### EXERCISE TASK
Print the entries below word for word, starting with the line that contains "Please mark the orca" and going on through the end of the entries.
[BEGIN THE INPUT]
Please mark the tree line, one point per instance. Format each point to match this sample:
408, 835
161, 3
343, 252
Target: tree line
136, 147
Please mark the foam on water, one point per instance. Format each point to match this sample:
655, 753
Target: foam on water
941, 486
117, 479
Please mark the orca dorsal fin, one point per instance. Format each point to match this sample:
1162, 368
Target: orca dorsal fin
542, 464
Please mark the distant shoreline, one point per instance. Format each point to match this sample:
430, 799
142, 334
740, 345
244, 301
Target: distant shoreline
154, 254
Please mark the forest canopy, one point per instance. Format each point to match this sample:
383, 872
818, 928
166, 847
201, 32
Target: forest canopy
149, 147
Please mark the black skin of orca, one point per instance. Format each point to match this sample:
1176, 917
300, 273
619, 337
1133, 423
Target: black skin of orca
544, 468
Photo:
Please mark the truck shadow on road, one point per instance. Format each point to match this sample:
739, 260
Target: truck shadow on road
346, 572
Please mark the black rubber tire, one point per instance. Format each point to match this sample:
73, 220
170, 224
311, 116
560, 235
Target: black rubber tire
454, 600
[END THE INPUT]
### WRITTEN ANSWER
Please mark the orca dorsal fin, one point per instance. Format each point to match this sample:
1162, 368
Target: orca dorsal fin
542, 464
Please mark the distant shoreline, one point per instance. Format each point to match this sample:
430, 799
142, 334
740, 345
244, 301
Target: distant shoreline
154, 254
Please mark the forest canopy, one point per instance. Format each point to match this sample:
383, 872
818, 928
166, 847
201, 32
Target: forest canopy
149, 147
Please mark the black skin of orca, one point per instance. Format each point to match this sample:
1176, 917
300, 273
619, 337
1133, 423
Target: black skin of orca
544, 468
Photo:
Please mark the truck shadow on road, one point per instance. Format each point to match this sample:
739, 260
Target: truck shadow on road
346, 572
Please mark the black rubber tire, one point per instance. Format each point to match this sample:
73, 220
170, 224
311, 116
560, 235
Target: black rubber tire
454, 600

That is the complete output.